In the records below, copy the lines from the one containing "[locate] lawn -- the" through the end of the records, replacing "shoreline" with "coastline" and changing nothing else. Leave the pictures out of your answer.

* Entries from a dataset *
──────────
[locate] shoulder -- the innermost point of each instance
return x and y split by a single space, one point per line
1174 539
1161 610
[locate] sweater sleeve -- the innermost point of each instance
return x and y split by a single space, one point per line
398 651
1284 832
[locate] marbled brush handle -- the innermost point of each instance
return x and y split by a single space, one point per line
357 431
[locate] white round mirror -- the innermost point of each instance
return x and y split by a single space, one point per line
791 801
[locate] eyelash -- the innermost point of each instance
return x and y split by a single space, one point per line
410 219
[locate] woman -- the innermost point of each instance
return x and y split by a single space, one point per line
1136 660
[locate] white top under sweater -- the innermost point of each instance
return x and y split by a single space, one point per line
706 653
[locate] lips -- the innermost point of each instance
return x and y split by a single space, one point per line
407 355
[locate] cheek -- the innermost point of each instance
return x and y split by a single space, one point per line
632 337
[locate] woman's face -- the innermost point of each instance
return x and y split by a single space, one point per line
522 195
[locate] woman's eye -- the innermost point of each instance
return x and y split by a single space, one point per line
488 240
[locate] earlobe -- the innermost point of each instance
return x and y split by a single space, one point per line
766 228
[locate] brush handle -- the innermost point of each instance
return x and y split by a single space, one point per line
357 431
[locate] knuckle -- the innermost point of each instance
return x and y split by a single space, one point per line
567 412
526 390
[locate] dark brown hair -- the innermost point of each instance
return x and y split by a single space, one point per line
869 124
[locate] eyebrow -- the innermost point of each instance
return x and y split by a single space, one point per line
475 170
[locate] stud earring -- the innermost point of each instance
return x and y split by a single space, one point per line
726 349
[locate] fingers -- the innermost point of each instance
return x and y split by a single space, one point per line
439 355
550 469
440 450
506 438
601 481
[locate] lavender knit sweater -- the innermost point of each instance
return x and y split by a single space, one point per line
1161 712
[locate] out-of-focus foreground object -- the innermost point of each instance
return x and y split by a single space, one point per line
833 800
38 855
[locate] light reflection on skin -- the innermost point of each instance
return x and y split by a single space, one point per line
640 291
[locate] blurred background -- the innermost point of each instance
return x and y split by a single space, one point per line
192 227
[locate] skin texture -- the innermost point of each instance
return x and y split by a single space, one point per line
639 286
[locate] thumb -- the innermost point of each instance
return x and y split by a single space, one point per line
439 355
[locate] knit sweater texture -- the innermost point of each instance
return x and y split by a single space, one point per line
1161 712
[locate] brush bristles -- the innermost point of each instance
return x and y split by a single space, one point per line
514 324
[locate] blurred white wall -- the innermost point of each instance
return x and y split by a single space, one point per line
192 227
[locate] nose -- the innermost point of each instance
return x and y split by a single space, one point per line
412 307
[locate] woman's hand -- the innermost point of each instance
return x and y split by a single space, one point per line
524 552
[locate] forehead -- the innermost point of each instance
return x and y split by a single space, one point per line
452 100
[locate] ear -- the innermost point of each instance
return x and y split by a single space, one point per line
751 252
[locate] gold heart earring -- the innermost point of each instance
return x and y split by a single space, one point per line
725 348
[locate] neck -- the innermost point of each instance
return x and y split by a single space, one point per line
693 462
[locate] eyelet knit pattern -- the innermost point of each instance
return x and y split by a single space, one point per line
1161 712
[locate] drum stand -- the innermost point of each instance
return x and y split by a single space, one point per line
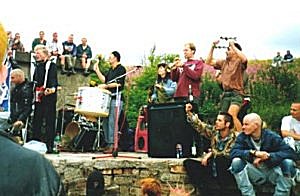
96 145
117 110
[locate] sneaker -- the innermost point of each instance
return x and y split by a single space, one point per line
297 176
108 150
63 72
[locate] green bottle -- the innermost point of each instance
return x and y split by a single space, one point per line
56 143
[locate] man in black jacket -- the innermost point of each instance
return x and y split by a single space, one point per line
21 100
45 76
26 172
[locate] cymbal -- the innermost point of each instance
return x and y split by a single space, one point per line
72 94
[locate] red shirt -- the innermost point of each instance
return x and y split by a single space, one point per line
189 74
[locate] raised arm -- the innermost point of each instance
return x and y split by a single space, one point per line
209 59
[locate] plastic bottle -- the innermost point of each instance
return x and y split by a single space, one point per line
194 149
179 153
57 143
191 98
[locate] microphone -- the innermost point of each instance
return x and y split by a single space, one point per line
221 47
228 38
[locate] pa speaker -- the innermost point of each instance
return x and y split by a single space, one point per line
141 136
167 127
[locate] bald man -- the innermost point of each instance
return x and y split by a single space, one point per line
290 127
260 155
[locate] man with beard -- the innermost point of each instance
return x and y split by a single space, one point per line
211 175
112 81
232 69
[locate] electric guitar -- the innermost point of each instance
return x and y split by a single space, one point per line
39 93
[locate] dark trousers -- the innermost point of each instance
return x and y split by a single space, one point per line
44 110
202 177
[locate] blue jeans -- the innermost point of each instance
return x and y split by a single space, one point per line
109 122
247 175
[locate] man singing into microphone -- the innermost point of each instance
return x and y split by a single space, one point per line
113 86
187 74
45 76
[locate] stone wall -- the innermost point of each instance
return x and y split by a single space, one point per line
122 175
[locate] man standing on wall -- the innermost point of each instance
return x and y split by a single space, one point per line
45 77
112 84
232 69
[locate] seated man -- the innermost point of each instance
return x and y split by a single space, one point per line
21 100
277 60
290 127
84 54
26 172
56 51
260 155
288 57
69 52
211 175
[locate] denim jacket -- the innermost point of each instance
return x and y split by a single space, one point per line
270 142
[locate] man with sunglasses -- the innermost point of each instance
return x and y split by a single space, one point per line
211 175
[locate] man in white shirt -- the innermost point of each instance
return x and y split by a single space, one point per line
290 127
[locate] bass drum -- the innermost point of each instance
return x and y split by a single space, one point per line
82 136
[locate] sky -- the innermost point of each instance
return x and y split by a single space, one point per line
133 27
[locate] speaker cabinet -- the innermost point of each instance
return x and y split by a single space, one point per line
141 135
167 126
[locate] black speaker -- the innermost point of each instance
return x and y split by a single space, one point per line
168 127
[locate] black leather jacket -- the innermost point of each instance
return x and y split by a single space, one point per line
21 100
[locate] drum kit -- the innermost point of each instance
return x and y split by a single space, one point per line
84 131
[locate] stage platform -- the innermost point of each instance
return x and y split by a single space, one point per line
122 173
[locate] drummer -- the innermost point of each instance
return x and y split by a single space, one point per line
112 82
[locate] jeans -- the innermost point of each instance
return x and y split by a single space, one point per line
247 175
203 179
109 123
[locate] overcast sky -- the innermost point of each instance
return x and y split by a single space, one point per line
133 26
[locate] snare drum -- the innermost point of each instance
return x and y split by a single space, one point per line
93 101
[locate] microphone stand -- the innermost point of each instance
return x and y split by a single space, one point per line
116 130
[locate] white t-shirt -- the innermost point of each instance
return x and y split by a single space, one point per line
289 123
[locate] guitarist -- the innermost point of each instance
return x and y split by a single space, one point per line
45 78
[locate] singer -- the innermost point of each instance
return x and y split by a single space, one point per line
164 87
187 73
113 86
45 76
232 71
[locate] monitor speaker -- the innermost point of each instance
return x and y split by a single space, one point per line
167 126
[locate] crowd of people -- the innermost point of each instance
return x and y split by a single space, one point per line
242 154
65 53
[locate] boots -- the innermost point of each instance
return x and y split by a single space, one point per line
244 183
73 70
63 70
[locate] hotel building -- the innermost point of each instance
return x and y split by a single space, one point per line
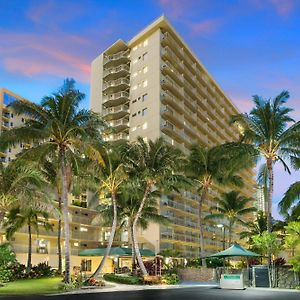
155 86
84 234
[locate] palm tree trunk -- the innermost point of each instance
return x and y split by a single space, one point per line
111 237
133 255
28 268
230 234
65 215
200 224
59 239
270 194
134 228
270 200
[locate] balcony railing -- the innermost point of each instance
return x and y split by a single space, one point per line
115 70
115 83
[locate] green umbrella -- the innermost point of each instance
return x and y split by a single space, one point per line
121 251
235 250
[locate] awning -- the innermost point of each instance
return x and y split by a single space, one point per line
235 250
121 251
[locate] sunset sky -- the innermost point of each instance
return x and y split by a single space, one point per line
249 46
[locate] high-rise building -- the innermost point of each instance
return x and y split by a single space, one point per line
84 233
155 86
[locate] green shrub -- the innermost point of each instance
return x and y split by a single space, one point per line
123 279
6 275
170 278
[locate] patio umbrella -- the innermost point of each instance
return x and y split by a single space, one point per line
121 251
235 250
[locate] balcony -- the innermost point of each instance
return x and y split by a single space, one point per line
116 99
116 85
123 136
169 55
168 69
116 112
173 116
117 58
168 98
119 125
115 72
171 130
168 83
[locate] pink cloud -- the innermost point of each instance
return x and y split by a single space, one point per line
34 55
282 7
205 27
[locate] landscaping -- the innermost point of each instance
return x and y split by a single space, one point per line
32 286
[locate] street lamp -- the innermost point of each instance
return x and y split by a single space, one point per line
223 233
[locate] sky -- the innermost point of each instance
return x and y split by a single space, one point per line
251 47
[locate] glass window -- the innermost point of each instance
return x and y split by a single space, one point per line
145 97
144 111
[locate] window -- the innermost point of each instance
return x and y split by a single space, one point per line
86 265
145 97
144 111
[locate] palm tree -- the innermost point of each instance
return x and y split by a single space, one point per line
292 195
17 180
127 205
60 128
111 177
156 166
232 206
217 165
255 228
266 129
31 216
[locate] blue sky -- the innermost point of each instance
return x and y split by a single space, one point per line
249 46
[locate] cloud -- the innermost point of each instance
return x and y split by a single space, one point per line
282 7
34 55
205 27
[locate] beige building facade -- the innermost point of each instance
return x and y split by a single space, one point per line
155 86
84 233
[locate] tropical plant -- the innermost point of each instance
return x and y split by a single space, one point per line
32 216
266 129
128 203
217 165
291 201
255 228
112 175
60 128
233 207
292 238
156 166
17 181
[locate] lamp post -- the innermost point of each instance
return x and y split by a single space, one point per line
223 233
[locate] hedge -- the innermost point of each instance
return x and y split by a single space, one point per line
123 279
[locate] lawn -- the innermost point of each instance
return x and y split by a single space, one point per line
31 286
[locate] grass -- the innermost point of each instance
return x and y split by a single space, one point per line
31 286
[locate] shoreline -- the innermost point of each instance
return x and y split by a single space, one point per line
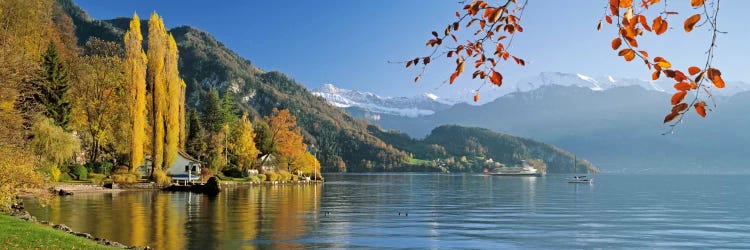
18 212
──────────
* Reply *
[locate] lawn -- the innermost point of each instance
return x and y split by a single space, one point per line
31 286
[locate] grass -- the innermost point of each instance
return x and y split by a single space, one point per line
31 286
[locate] coastline -- the innermost point of each instance
return x and y split by a single space, one point per line
18 212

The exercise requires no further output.